Part-time faculty and teaching assistants now account for half of instructional staffs at colleges and universities, up from one-third in 1987, the figures show.

During the same period, the number of administrators and professional staff has more than doubled. That’s a rate of increase more than twice as fast as the growth in the number of students.

It’s not possible to tell exactly how much the rise in administrators and professional employees has contributed to the increase in the cost of tuition and fees, which has also almost doubled in inflation-adjusted dollars since 1987 at four-year private, nonprofit universities and colleges, according to the College Board. Those costs have also nearly tripled at public four-year universities—a higher price rise than for any other sector of the economy in that period, including healthcare.

But critics say the unrelenting addition of administrators and professional staffs can’t help but to have driven this steep increase.

At the very least, they say, the continued hiring of nonacademic employees belies university presidents’ insistence that they are doing everything they can to improve efficiency and hold down costs.

“It’s a lie. It’s a lie. It’s a lie,” said Richard Vedder, an economist and director of the Center for College Affordability and Productivity.

“I wouldn’t buy a used car from a university president,” said Vedder. “They’ll say, ‘We’re making moves to cut costs,’ and mention something about energy-efficient lightbulbs, and ignore the new assistant to the assistant to the associate vice provost they just hired.”

The figures are particularly dramatic at private, nonprofit universities, whose numbers of administrators alone have doubled, while their numbers of professional employees have more than doubled.

Rather than improving productivity as measured by the ratio of employees to students, private universities have seen their productivity decline, adding 12 employees per 1,000 full-time students since 1987, the federal figures show.

“While the rest of the economy was shrinking overhead, higher education was investing heavily in more overhead,” said Robert Martin, an economist at Centre College in Kentucky who studies university finance who said staffing per students is a valid way to judge efficiency improvements or declines.

The ratio of nonacademic employees to faculty has also doubled. There are now two nonacademic employees at public and two and a half at private universities and colleges for every one full-time, tenure-track member of the faculty.

“In no other industry would overhead costs be allowed to grow at this rate—executives would lose their jobs,” analysts at the financial management firm Bain & Company wrote in a 2012 white paper for its clients and others about administrative spending in higher education.

***

Decide whether each statement below agrees with the passage on university staffing above, answering yes or no and quoting the deciding words of the passage. 1. Since 1987, tuition and fees at public four-year universities have nearly tripled. 2. The number of administrators and professional staff grew at roughly the same rate as the number of students. 3. Since 1987, private universities have cut the number of employees per 1,000 full-time students.

> **Data**:
***

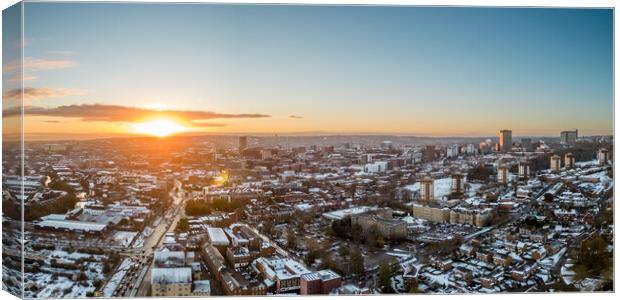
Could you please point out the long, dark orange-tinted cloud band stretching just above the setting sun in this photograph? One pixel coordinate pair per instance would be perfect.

***

> **Task output**:
1. Yes: "Those costs have also nearly tripled at public four-year universities"
2. No: "a rate of increase more than twice as fast as the growth in the number of students"
3. No: "adding 12 employees per 1,000 full-time students since 1987"